Phrase grounding data:
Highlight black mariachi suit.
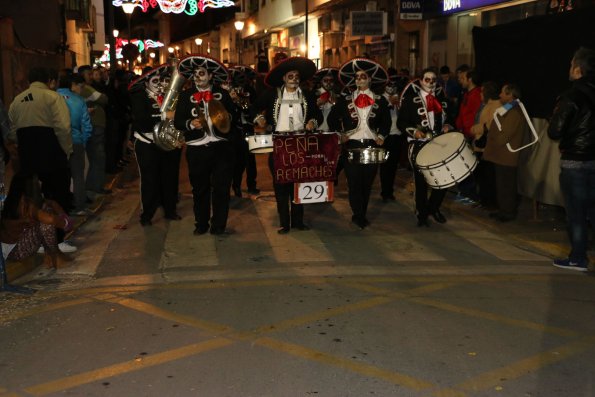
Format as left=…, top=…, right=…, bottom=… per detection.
left=255, top=86, right=322, bottom=230
left=327, top=91, right=391, bottom=226
left=232, top=85, right=258, bottom=195
left=379, top=92, right=406, bottom=200
left=130, top=88, right=182, bottom=223
left=397, top=82, right=451, bottom=221
left=174, top=85, right=239, bottom=234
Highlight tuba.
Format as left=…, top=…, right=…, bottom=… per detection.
left=153, top=59, right=186, bottom=151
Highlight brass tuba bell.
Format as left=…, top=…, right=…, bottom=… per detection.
left=153, top=59, right=186, bottom=151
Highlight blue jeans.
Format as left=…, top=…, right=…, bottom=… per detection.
left=560, top=165, right=595, bottom=263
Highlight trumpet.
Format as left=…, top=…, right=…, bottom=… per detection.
left=230, top=86, right=250, bottom=110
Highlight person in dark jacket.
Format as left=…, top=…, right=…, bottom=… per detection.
left=548, top=46, right=595, bottom=272
left=129, top=64, right=183, bottom=227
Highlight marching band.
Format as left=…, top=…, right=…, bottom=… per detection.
left=129, top=54, right=475, bottom=235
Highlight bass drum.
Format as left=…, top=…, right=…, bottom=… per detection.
left=415, top=132, right=478, bottom=189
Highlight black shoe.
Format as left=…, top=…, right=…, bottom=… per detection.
left=210, top=228, right=232, bottom=236
left=247, top=188, right=260, bottom=194
left=381, top=195, right=396, bottom=202
left=430, top=211, right=447, bottom=224
left=489, top=212, right=501, bottom=219
left=233, top=187, right=242, bottom=197
left=165, top=213, right=182, bottom=220
left=497, top=214, right=516, bottom=223
left=193, top=227, right=208, bottom=235
left=417, top=216, right=430, bottom=227
left=292, top=224, right=310, bottom=231
left=277, top=227, right=290, bottom=234
left=351, top=216, right=366, bottom=230
left=140, top=219, right=152, bottom=227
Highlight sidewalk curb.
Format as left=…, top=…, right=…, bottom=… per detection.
left=5, top=170, right=126, bottom=283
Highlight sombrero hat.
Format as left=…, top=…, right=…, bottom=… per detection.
left=313, top=67, right=340, bottom=85
left=128, top=64, right=170, bottom=92
left=339, top=58, right=388, bottom=90
left=264, top=57, right=317, bottom=88
left=177, top=54, right=229, bottom=85
left=230, top=65, right=257, bottom=81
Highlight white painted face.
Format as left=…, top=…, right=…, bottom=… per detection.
left=283, top=70, right=300, bottom=90
left=321, top=76, right=334, bottom=92
left=420, top=72, right=437, bottom=93
left=156, top=0, right=188, bottom=14
left=354, top=71, right=370, bottom=90
left=146, top=74, right=168, bottom=95
left=194, top=67, right=211, bottom=89
left=385, top=84, right=397, bottom=95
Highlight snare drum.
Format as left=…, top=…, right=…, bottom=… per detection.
left=415, top=132, right=478, bottom=189
left=347, top=147, right=389, bottom=165
left=247, top=134, right=273, bottom=153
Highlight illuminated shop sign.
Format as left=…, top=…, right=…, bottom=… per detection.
left=442, top=0, right=510, bottom=14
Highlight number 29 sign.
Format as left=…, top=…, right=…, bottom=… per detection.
left=293, top=181, right=334, bottom=204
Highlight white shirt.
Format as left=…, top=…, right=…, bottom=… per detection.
left=276, top=88, right=305, bottom=133
left=318, top=88, right=333, bottom=132
left=383, top=92, right=402, bottom=136
left=420, top=90, right=436, bottom=131
left=350, top=89, right=376, bottom=141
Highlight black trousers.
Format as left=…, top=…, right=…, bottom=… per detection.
left=186, top=142, right=235, bottom=231
left=268, top=154, right=304, bottom=229
left=494, top=163, right=518, bottom=218
left=380, top=134, right=406, bottom=198
left=410, top=142, right=446, bottom=218
left=135, top=140, right=182, bottom=222
left=344, top=140, right=379, bottom=223
left=232, top=137, right=258, bottom=191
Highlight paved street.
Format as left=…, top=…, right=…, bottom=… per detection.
left=1, top=156, right=594, bottom=397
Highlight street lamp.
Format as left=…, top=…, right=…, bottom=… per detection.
left=113, top=29, right=119, bottom=38
left=234, top=20, right=244, bottom=65
left=195, top=37, right=203, bottom=53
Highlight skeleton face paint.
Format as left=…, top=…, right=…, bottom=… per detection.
left=146, top=75, right=167, bottom=96
left=354, top=71, right=370, bottom=90
left=420, top=72, right=437, bottom=93
left=194, top=67, right=211, bottom=89
left=385, top=84, right=397, bottom=95
left=321, top=76, right=334, bottom=92
left=283, top=70, right=300, bottom=90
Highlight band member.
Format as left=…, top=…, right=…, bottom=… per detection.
left=129, top=64, right=182, bottom=226
left=328, top=58, right=391, bottom=229
left=379, top=68, right=406, bottom=202
left=174, top=55, right=239, bottom=235
left=229, top=66, right=260, bottom=196
left=254, top=57, right=322, bottom=234
left=397, top=68, right=453, bottom=227
left=313, top=68, right=340, bottom=132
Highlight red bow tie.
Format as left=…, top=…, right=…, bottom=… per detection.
left=157, top=95, right=164, bottom=107
left=319, top=92, right=330, bottom=102
left=193, top=90, right=213, bottom=103
left=354, top=93, right=374, bottom=108
left=425, top=93, right=443, bottom=113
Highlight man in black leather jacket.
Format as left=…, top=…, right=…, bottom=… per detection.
left=547, top=47, right=595, bottom=272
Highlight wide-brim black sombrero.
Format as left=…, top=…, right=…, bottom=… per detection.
left=177, top=54, right=229, bottom=85
left=128, top=64, right=170, bottom=92
left=264, top=57, right=317, bottom=88
left=313, top=67, right=340, bottom=85
left=230, top=65, right=257, bottom=81
left=339, top=58, right=388, bottom=90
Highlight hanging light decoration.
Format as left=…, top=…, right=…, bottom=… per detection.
left=112, top=0, right=232, bottom=15
left=99, top=38, right=165, bottom=62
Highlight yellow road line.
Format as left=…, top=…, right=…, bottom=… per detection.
left=24, top=338, right=234, bottom=396
left=0, top=298, right=92, bottom=324
left=255, top=337, right=468, bottom=395
left=454, top=335, right=595, bottom=392
left=408, top=297, right=577, bottom=338
left=248, top=296, right=394, bottom=336
left=101, top=296, right=232, bottom=334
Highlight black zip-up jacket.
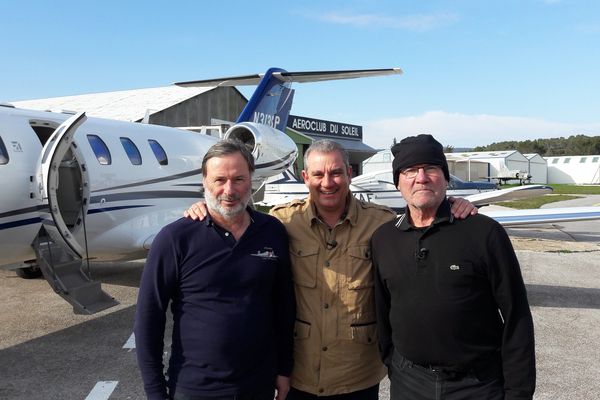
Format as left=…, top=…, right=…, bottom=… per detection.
left=372, top=199, right=535, bottom=399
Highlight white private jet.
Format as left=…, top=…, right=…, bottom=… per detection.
left=0, top=67, right=402, bottom=314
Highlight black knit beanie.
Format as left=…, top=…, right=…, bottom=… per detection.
left=391, top=134, right=450, bottom=186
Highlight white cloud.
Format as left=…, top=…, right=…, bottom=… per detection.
left=316, top=11, right=458, bottom=31
left=363, top=111, right=600, bottom=150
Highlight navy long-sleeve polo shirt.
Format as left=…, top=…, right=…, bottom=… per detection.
left=134, top=209, right=295, bottom=400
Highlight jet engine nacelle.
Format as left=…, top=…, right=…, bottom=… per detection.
left=224, top=122, right=298, bottom=180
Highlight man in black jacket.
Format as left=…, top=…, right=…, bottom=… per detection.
left=371, top=134, right=535, bottom=400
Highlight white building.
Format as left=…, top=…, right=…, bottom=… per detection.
left=362, top=149, right=492, bottom=182
left=361, top=150, right=393, bottom=176
left=444, top=154, right=492, bottom=182
left=546, top=155, right=600, bottom=184
left=524, top=153, right=548, bottom=183
left=447, top=150, right=532, bottom=182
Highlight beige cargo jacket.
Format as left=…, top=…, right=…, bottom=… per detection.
left=270, top=196, right=396, bottom=395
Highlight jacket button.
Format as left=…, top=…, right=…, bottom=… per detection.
left=322, top=346, right=328, bottom=351
left=325, top=261, right=330, bottom=267
left=324, top=303, right=329, bottom=309
left=319, top=389, right=324, bottom=393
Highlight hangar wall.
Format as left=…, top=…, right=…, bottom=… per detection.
left=149, top=86, right=247, bottom=128
left=546, top=155, right=600, bottom=184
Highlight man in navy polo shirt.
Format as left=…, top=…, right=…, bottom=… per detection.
left=135, top=139, right=295, bottom=400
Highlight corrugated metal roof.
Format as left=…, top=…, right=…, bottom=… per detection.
left=524, top=153, right=546, bottom=162
left=453, top=150, right=519, bottom=158
left=12, top=85, right=216, bottom=122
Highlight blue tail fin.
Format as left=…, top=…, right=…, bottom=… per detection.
left=236, top=67, right=295, bottom=131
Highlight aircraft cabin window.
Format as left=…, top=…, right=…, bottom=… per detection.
left=148, top=139, right=168, bottom=166
left=564, top=158, right=571, bottom=164
left=120, top=137, right=142, bottom=165
left=593, top=157, right=599, bottom=163
left=0, top=136, right=9, bottom=164
left=87, top=134, right=112, bottom=165
left=552, top=159, right=559, bottom=164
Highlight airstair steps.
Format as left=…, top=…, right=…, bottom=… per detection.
left=33, top=233, right=119, bottom=315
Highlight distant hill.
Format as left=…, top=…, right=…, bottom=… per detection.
left=471, top=134, right=600, bottom=156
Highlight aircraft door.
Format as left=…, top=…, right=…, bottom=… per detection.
left=35, top=112, right=90, bottom=258
left=0, top=118, right=45, bottom=267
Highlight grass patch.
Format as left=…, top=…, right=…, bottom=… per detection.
left=546, top=249, right=600, bottom=254
left=499, top=183, right=600, bottom=194
left=545, top=184, right=600, bottom=195
left=496, top=194, right=581, bottom=209
left=493, top=183, right=600, bottom=209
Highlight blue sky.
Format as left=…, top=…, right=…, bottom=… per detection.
left=2, top=0, right=599, bottom=149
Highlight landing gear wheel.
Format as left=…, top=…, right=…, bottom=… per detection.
left=16, top=265, right=42, bottom=279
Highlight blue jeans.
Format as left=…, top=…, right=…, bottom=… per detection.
left=389, top=351, right=504, bottom=400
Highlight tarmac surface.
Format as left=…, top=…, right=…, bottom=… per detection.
left=1, top=196, right=599, bottom=399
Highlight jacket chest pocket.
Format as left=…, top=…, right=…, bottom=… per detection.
left=343, top=245, right=376, bottom=320
left=290, top=245, right=319, bottom=288
left=347, top=245, right=374, bottom=289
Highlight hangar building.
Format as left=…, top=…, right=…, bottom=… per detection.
left=448, top=151, right=531, bottom=182
left=362, top=149, right=493, bottom=183
left=285, top=115, right=376, bottom=177
left=13, top=85, right=247, bottom=129
left=524, top=153, right=548, bottom=184
left=545, top=155, right=600, bottom=184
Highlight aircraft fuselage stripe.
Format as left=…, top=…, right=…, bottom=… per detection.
left=91, top=168, right=203, bottom=193
left=0, top=205, right=47, bottom=219
left=0, top=217, right=42, bottom=230
left=90, top=190, right=202, bottom=203
left=492, top=211, right=600, bottom=223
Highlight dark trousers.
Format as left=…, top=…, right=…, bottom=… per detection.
left=171, top=387, right=274, bottom=400
left=389, top=351, right=504, bottom=400
left=287, top=384, right=379, bottom=400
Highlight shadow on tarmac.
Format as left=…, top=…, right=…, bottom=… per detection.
left=85, top=261, right=145, bottom=288
left=526, top=284, right=600, bottom=309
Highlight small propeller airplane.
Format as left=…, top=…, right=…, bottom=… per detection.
left=0, top=67, right=402, bottom=314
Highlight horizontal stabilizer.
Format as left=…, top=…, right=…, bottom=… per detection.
left=175, top=68, right=402, bottom=87
left=482, top=207, right=600, bottom=226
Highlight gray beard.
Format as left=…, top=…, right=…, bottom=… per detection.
left=205, top=189, right=251, bottom=218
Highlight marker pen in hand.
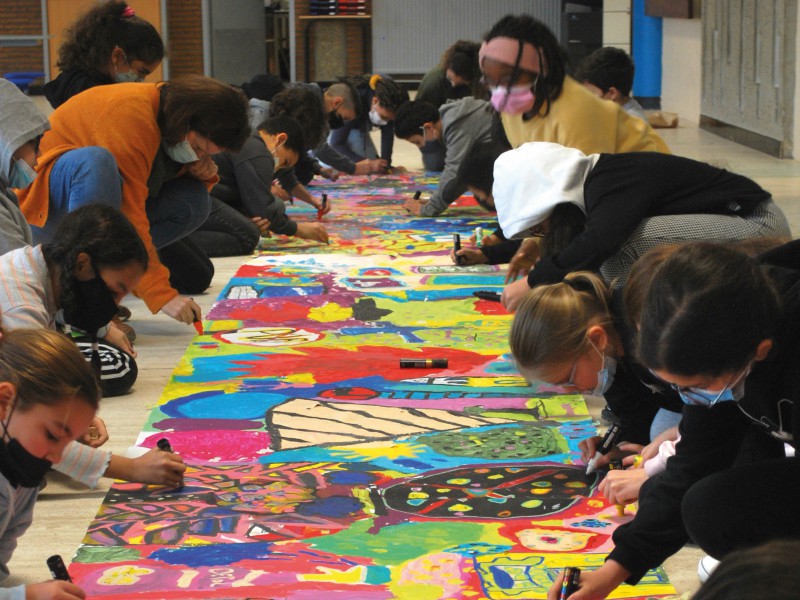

=== WHAT IS EXPECTED ===
Starting from the line containing "Highlight gray beard.", repeat each line exactly through the end of the entries, including the last, while leaving pictures out.

=== RESPONSE TO THE EXERCISE ===
Highlight gray beard.
Format as left=…, top=…, right=…, bottom=… per detection.
left=205, top=189, right=251, bottom=218
Highlight marker pen in hand.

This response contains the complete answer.